--- BEGIN ---

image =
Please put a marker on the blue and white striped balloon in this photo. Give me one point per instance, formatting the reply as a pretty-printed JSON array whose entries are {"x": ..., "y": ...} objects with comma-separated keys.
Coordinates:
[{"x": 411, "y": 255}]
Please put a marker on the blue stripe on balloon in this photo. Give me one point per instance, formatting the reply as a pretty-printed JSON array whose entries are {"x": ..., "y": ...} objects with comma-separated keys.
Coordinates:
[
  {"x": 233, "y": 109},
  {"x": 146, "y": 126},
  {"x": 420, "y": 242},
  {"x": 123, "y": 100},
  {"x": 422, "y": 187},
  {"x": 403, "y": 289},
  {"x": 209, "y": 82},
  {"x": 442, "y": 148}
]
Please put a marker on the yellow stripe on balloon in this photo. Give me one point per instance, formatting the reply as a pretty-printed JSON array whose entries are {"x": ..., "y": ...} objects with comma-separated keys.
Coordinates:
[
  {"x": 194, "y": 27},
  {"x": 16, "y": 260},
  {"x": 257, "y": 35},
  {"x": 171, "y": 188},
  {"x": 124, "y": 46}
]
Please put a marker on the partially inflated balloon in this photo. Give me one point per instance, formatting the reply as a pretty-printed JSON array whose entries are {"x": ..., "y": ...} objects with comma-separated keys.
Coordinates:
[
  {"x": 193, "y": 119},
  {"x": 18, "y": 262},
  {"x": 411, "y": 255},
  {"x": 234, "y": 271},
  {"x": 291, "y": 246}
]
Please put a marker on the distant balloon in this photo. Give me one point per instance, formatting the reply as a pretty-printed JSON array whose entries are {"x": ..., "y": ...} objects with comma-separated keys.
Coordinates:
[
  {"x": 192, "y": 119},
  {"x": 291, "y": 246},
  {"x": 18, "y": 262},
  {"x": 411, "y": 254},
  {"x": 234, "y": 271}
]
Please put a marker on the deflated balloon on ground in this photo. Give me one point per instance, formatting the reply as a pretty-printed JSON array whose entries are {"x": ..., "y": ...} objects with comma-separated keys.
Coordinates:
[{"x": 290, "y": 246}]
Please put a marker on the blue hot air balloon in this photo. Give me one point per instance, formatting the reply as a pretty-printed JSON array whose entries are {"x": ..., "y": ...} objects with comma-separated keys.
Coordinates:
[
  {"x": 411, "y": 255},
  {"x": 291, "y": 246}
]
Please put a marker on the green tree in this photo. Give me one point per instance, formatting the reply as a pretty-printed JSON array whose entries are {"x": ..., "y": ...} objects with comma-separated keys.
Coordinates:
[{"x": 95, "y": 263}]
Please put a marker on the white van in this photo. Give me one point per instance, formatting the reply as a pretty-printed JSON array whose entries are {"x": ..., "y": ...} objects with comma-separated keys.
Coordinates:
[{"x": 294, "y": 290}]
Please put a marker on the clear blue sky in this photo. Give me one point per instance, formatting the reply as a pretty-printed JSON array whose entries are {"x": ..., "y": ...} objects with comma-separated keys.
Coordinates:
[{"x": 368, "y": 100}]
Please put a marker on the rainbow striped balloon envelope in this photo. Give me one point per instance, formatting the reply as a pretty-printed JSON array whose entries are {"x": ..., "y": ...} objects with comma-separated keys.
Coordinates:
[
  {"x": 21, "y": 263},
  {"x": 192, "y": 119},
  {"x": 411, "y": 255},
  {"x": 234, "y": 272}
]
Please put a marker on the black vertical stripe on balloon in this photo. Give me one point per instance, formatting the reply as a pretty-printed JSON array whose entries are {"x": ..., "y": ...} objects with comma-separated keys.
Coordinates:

--- END ---

### Task instructions
Reproduce the material precisely, including every line.

### Completed task
image =
Please put a marker on the blue and white striped balloon in this photo. Give me one point per instance, formatting the reply as a pretty-printed JSON array whose entries are {"x": ..., "y": ...} objects with comma-separated keys.
Coordinates:
[{"x": 411, "y": 255}]
Please put a marker on the blue stripe on balloon in this photo. Give me one point per instance, formatting the reply as a pretty-printed JSON array whose entries are {"x": ..., "y": ...} objects with comma-separated keys.
Coordinates:
[
  {"x": 233, "y": 109},
  {"x": 146, "y": 126},
  {"x": 420, "y": 242},
  {"x": 123, "y": 100},
  {"x": 422, "y": 187},
  {"x": 403, "y": 289},
  {"x": 209, "y": 82},
  {"x": 442, "y": 148}
]
Please put a marker on the yellow stripe on balloon in this photo. Give me one point per instance, formatting the reply as a pretty-printed JSON array whose entries are {"x": ..., "y": ...} objects with comma-separated keys.
Coordinates:
[
  {"x": 194, "y": 27},
  {"x": 16, "y": 260},
  {"x": 257, "y": 35},
  {"x": 171, "y": 188},
  {"x": 124, "y": 46}
]
Please put a marker on the partially inflated balloon in this photo. Give me one point per instance, formatting the reply as a pretty-printed JSON array whose entries are {"x": ..., "y": ...} objects with comma-separated keys.
Coordinates:
[
  {"x": 193, "y": 119},
  {"x": 18, "y": 262},
  {"x": 411, "y": 255},
  {"x": 234, "y": 271},
  {"x": 291, "y": 246}
]
Please put a marker on the distant balloon in this photo. Give me one point per instance, formatting the reply as a pretty-printed JSON array whose entries are {"x": ..., "y": ...} objects with comma-separated keys.
Coordinates:
[
  {"x": 192, "y": 119},
  {"x": 291, "y": 246},
  {"x": 18, "y": 262},
  {"x": 411, "y": 254},
  {"x": 234, "y": 271}
]
Please put a marker on the deflated balloon on ground in this photo. Give me one point per instance, formatting the reply as a pretty-printed JSON array whose entries are {"x": ..., "y": ...} objects with comma-separated keys.
Coordinates:
[{"x": 290, "y": 246}]
Please put a marker on the blue hot air balloon in this photo. Give me one point per instance, formatting the reply as a pretty-printed JSON array whose entries are {"x": ..., "y": ...} objects with comma-separated keys.
Coordinates:
[
  {"x": 411, "y": 255},
  {"x": 291, "y": 246}
]
Please put a marker on the green tree in this photo. Give me one point per instance, formatting the reply as a pretty-printed JSON array whose entries are {"x": ..., "y": ...} objects with comma-separated keys.
Coordinates:
[{"x": 95, "y": 263}]
Please put a marker on the white van in this photo. Give me one point per instance, formatting the reply as a pretty-printed JSON array whose entries are {"x": ..., "y": ...} objects with comma-separated keys.
Coordinates:
[{"x": 294, "y": 290}]
Please put a marker on the clear blue sky in this photo. Give me one point per instance, formatting the reply as a pretty-printed JSON array whose entries are {"x": ..., "y": ...} objects with comma-separated keys.
Coordinates:
[{"x": 368, "y": 100}]
Please put a marker on the rainbow striped balloon envelope in this photo. Give me one point per instance, formatting the reply as a pretty-printed JSON array whose entries are {"x": ..., "y": ...} objects with comma-separated keys.
Coordinates:
[
  {"x": 21, "y": 263},
  {"x": 192, "y": 119},
  {"x": 411, "y": 255},
  {"x": 234, "y": 272}
]
Please put a marker on the black vertical stripe on balloon in this photo. Give me one point per instance, formatting the reply as a pretty-printed JSON array whose entries are {"x": ..., "y": ...} objects with comma-separated keys.
Coordinates:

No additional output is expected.